◆ **Your assignment**: Could you copy the physiology definitions again, starting at the words "1. The biological" and stopping after "physiology. Compare anatomy.", with "activities" in place of every "processes"?

◆ **Page excerpt**:
********

2. the basic processes underlying the functioning of a species or class of organism, or any of its parts or processes.

morbid physiology , pathologic physiology the study of disordered function or of function in diseased tissues.

physiology

(fĭz′ē-ŏl′ə-jē)
n.
1. The biological study of the functions of living organisms and their parts.
2. All the functions of a living organism or any of its parts.

phys′i·ol′o·gist n.

physiology

[fiz′ē·ol′əjē]
Etymology: Gk, physis + logos, science
1 the study of the processes and function of the human body.
2 the study of the physical and chemical processes involved in the functioning of organisms and their parts. Kinds of physiology include comparative physiology, developmental physiology, hominal physiology, and pathological physiology. Compare anatomy.

physiology

See Applied physiology, Cardiac electrophysiology, Clinical neurophysiology.

phys·i·ol·o·gy

(fiz'ē-ol'ŏ-jē)
The science concerned with the normal vital processes of animal and vegetable organisms, especially as to how things normally function in the living organism rather than as to their anatomic structure, their biochemical composition, or how they are affected by drugs or disease.
[L. or G. physiologia, fr. G. physis, nature, + logos, study]

physiology

The study of the functioning of living organisms, especially the human organism. Physiology includes BIOCHEMISTRY but this is such a large discipline that it is followed as a separate speciality. Together with ANATOMY and PATHOLOGY, physiology is the basis of medical science.

********

◆ **Given material**:
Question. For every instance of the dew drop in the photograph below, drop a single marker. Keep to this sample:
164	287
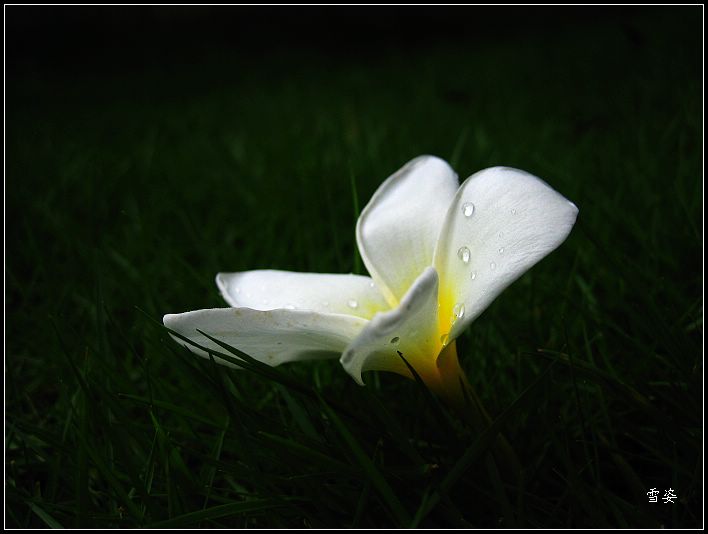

********

◆ **Task response**:
1. The biological study of the functions of living organisms and their parts.
2. All the functions of a living organism or any of its parts.

phys′i·ol′o·gist n.

physiology

[fiz′ē·ol′əjē]
Etymology: Gk, physis + logos, science
1 the study of the activities and function of the human body.
2 the study of the physical and chemical activities involved in the functioning of organisms and their parts. Kinds of physiology include comparative physiology, developmental physiology, hominal physiology, and pathological physiology. Compare anatomy.